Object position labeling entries
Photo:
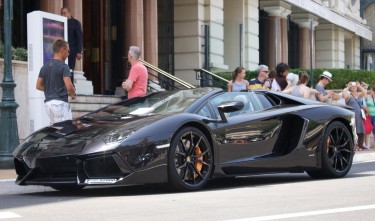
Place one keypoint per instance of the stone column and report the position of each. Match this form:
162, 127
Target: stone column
251, 34
75, 7
83, 86
304, 24
278, 35
330, 46
51, 6
284, 36
135, 24
134, 28
151, 34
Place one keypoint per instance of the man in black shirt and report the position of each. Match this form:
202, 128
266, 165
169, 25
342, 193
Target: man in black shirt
54, 81
74, 39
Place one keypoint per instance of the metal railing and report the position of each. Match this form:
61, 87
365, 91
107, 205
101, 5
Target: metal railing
209, 79
165, 80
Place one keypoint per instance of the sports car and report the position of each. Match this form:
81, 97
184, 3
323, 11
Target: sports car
185, 138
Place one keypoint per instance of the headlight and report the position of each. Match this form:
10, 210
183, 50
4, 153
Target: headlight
117, 136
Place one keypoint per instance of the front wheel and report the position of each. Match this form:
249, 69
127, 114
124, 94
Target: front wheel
337, 152
189, 160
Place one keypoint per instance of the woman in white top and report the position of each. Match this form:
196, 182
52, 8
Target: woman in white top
238, 83
301, 89
280, 83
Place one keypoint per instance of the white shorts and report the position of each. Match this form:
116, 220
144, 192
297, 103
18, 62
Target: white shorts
58, 111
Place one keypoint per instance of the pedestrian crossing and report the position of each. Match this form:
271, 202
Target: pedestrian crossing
7, 215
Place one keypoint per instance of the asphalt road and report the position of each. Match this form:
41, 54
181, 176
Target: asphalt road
267, 197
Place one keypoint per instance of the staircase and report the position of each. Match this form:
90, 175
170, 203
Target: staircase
84, 104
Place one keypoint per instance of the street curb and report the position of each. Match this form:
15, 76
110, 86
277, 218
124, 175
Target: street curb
359, 157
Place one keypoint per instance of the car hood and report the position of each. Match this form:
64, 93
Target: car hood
71, 136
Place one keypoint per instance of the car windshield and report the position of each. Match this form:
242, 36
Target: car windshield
166, 102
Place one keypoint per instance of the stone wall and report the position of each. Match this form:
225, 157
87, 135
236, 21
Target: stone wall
19, 72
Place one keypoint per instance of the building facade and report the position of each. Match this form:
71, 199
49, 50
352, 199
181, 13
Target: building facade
179, 36
368, 46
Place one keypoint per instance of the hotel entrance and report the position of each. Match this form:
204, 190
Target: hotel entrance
103, 31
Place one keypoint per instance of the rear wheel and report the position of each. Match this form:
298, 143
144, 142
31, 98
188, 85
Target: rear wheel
189, 160
337, 152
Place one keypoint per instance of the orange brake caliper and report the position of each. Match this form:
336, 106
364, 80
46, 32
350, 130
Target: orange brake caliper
198, 164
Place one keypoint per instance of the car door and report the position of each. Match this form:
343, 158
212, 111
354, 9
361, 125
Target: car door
250, 133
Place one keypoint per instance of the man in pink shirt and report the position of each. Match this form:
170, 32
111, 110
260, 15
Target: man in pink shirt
136, 84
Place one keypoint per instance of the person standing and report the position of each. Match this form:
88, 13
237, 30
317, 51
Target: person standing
238, 82
260, 82
54, 80
301, 89
324, 80
74, 39
371, 110
280, 83
354, 100
136, 84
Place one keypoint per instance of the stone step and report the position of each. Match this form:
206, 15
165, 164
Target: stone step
102, 99
84, 104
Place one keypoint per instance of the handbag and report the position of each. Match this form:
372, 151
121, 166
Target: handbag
368, 125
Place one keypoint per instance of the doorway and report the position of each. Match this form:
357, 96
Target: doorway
103, 31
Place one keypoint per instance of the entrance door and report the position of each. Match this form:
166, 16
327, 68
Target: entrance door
103, 32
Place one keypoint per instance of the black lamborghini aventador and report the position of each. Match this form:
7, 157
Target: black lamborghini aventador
185, 138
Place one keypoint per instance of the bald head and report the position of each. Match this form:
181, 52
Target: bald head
65, 12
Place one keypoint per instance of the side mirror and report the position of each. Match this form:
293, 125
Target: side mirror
228, 107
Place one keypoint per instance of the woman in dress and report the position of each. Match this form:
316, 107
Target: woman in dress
280, 83
353, 99
301, 89
238, 83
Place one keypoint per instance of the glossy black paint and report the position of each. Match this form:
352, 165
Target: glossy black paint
85, 151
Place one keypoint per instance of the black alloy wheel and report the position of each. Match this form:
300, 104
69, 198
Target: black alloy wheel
337, 152
189, 160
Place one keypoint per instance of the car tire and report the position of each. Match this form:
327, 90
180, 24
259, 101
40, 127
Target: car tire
190, 160
337, 152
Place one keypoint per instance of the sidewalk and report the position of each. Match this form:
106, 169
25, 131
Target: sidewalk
359, 156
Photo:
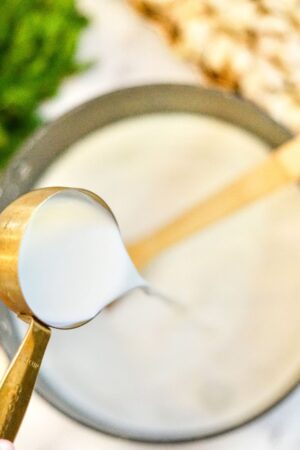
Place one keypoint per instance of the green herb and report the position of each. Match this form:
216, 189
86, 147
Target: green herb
38, 41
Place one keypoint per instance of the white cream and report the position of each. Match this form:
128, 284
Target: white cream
146, 367
72, 260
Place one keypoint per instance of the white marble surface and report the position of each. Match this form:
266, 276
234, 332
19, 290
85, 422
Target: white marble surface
127, 52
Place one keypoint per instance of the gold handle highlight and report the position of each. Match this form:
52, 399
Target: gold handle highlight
18, 383
279, 169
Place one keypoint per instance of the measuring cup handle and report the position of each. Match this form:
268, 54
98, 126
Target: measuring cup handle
18, 383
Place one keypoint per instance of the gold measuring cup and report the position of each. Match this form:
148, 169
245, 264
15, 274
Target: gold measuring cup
279, 169
18, 383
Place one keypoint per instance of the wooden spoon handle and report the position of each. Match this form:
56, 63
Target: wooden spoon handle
280, 168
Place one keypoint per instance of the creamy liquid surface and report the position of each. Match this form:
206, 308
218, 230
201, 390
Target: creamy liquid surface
148, 368
72, 260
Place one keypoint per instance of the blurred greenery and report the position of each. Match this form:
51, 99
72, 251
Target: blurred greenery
38, 40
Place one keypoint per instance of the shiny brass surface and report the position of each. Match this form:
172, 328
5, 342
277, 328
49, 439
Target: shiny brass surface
17, 385
280, 168
19, 381
13, 221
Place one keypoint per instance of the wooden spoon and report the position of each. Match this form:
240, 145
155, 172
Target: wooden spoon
279, 169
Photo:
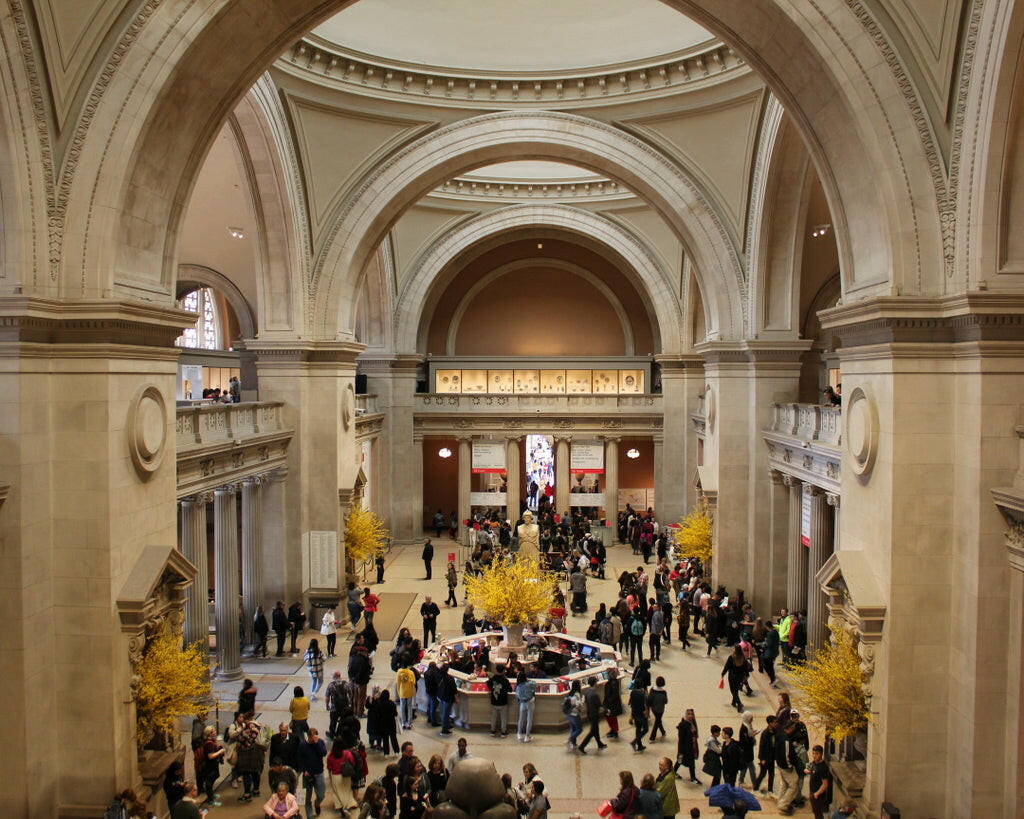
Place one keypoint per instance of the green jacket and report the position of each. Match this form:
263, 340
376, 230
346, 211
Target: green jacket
666, 785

▶ **WHAT THIS TASK INVOLVES**
Copy every entry word for word, but omit the pictures.

▶ **RESULT**
Photo:
Place one keypoint per instance of the stone column and report the position of each. Match this form:
162, 127
Target: stone column
251, 34
75, 7
83, 86
304, 24
278, 35
330, 46
51, 6
284, 36
135, 24
134, 28
151, 34
Place one keypoint per instance of the man in black shirt and report the position of each. Match this form:
202, 128
266, 165
169, 25
342, 193
Target: man in black shirt
54, 81
74, 39
Place one keypoint per instance of the metal railing and report the position of each. Match this form:
61, 87
365, 91
107, 205
101, 5
Target: metal railing
209, 79
165, 80
Place one keypoint per instance of the sports car and report the position of each. Match this form:
81, 97
184, 3
323, 11
Target: sports car
185, 138
Place one keypoint per instance of the headlight and report the position of each. Match this form:
10, 210
183, 50
4, 153
Target: headlight
117, 136
Place one keypoint per instance of the front wheel and report the position of each. Match this form:
249, 69
127, 114
124, 94
Target: front wheel
337, 152
189, 160
Place one keypoint per instance of the woman in white top and report the position of each. Match this form:
196, 182
52, 8
Target: woman in white top
238, 83
301, 89
280, 83
Place one keypoint per instance of the white shorts and report the position of each. Match this form:
116, 220
144, 192
297, 103
18, 62
Target: white shorts
58, 111
Place one keypoint per instance of the pedestrian crossing and report the position of each. Match this form:
271, 202
Target: pedestrian crossing
7, 215
Place one keypoint per instance of the asphalt road and report the position of each. Match this form:
41, 54
181, 176
Target: asphalt road
267, 197
Place one keypoint per instance of the staircase and report the position of each. Match this form:
90, 175
170, 203
Target: staircase
84, 104
Place one keypoint per instance of the street curb and report the position of each. Match this form:
15, 76
110, 86
277, 218
124, 175
Target: street curb
359, 157
Place one keypoint per instance of the car hood and report the position of each. Match this form:
64, 93
Target: car hood
71, 136
Place one keypoint per instance of the car windshield and report the position of each. Match this form:
242, 36
Target: car windshield
166, 102
Place one keypoint per instance of the stone wall and report the position of each. Match this form:
225, 157
87, 135
236, 21
Target: stone wall
19, 72
Place one keypoint per instance of the building facade and report the position of each. Match this form:
71, 199
49, 50
352, 199
181, 13
Target: building facade
179, 36
368, 46
Place one keypoint per instance of the hotel entrance and report the position of each. Match this form:
204, 190
Target: hotel entrance
103, 31
Place one keypoint per instance of the rear wheel and report the position of each. Match this form:
298, 143
144, 142
31, 98
188, 85
Target: rear wheel
189, 160
337, 152
Place one keypoint per instance of the orange brake caliper and report the position of each. Match this form:
336, 106
364, 80
46, 32
350, 130
Target: orange brake caliper
198, 164
Place one keypoint per instance of the car door and report the position of each. Match this form:
343, 158
212, 111
354, 9
361, 125
Target: car door
250, 133
Place one keypoint per instance of the man in pink shirt and report the position of each. Match this form:
170, 32
111, 110
260, 15
Target: man in pink shirt
136, 84
Place one keypoint per instance of the person standing and report the position of each. Match this form:
88, 13
237, 30
317, 51
Target: person standing
238, 82
260, 82
54, 80
301, 89
324, 80
74, 39
371, 110
280, 83
354, 100
136, 84
Place one keypoint per instance of the stone step and report the position of each. Match this form:
206, 15
165, 164
Target: stone step
102, 99
84, 104
Place one keypoint per instance of the handbag and report the position of each. Match this form:
372, 151
121, 166
Target: handbag
368, 125
Place one keypoint per instance of the doorway and report the position of each. Match this form:
357, 96
Target: doorway
103, 31
Place one keypoint per instance of the entrance door and report the position of each. Match this form:
166, 16
327, 68
Target: entrance door
103, 32
Place one keypoint per instance of the black lamborghini aventador and report the position of each. Match this form:
7, 157
Target: black lamborghini aventador
185, 138
Place one keypoint per instance of the bald head and report the position of each. Match this form:
181, 52
Target: bald head
65, 12
Place one keypoint per instance of the side mirror and report the position of each. Match this form:
293, 125
Target: side mirror
228, 107
Place one keypoint per instance of the woman in dress and report the position of each. Match this form:
316, 107
Target: woman in dress
280, 83
353, 99
301, 89
238, 83
Place one keypoint per instance of the glossy black paint and report the position of each. Match this form:
352, 165
Target: glossy black paint
85, 151
Place one keypoint per instance of the black alloy wheel and report the position of each. Match this form:
300, 104
69, 198
Target: black alloy wheel
337, 152
189, 160
Place one keypoint per instance of the car tire and report the position of each. Match this form:
327, 90
180, 24
259, 101
40, 127
Target: car tire
190, 160
337, 152
Place one keypoint per instance of the sidewalk and report the position of each. Match this form:
106, 169
25, 131
Target: sidewalk
359, 156
Photo:
Place one keypoint per instance of the green herb and report the position of each. Match this form:
216, 189
86, 147
Target: green herb
38, 41
Place one keypoint per instance of the white cream and report the position of each. Match this form:
128, 284
Target: white cream
146, 367
72, 260
Place one keypoint per instance of the white marble surface and report the position of each. Match this form:
266, 276
234, 332
19, 290
85, 422
Target: white marble surface
127, 52
Place one keypoint per instance of the gold handle highlight and report the position of each. Match this form:
52, 399
Target: gold handle highlight
18, 383
279, 169
Place one keypoint per instance of the measuring cup handle and report the position of each. Match this form:
268, 54
98, 126
Target: measuring cup handle
18, 383
Place one keypoint per instance of the gold measuring cup and report the position of each. Match this form:
148, 169
245, 264
15, 274
Target: gold measuring cup
279, 169
18, 383
Place one keypoint per instance of the wooden spoon handle and report the position of each. Match this form:
56, 63
Target: wooden spoon handle
280, 168
Place one keypoint per instance of the creamy liquid surface and report the position of each. Match this form:
206, 308
218, 230
201, 390
Target: creamy liquid surface
148, 368
72, 260
Place one keypoint per instance of the blurred greenery and report the position of each. Match this form:
51, 99
72, 251
Target: blurred greenery
38, 40
Place one keypoint per instance of the shiny brass surface and report the position of each. Match this form:
172, 328
5, 342
277, 328
49, 439
Target: shiny brass surface
17, 385
280, 168
19, 381
13, 221
Place one keypoint per instance of the wooden spoon and report the position of each. Match this form:
240, 145
155, 172
Target: wooden spoon
279, 169
Photo:
Place one keypoint per instance of the green jacket and report the position of each. Match this form:
263, 340
376, 230
346, 211
Target: green jacket
666, 785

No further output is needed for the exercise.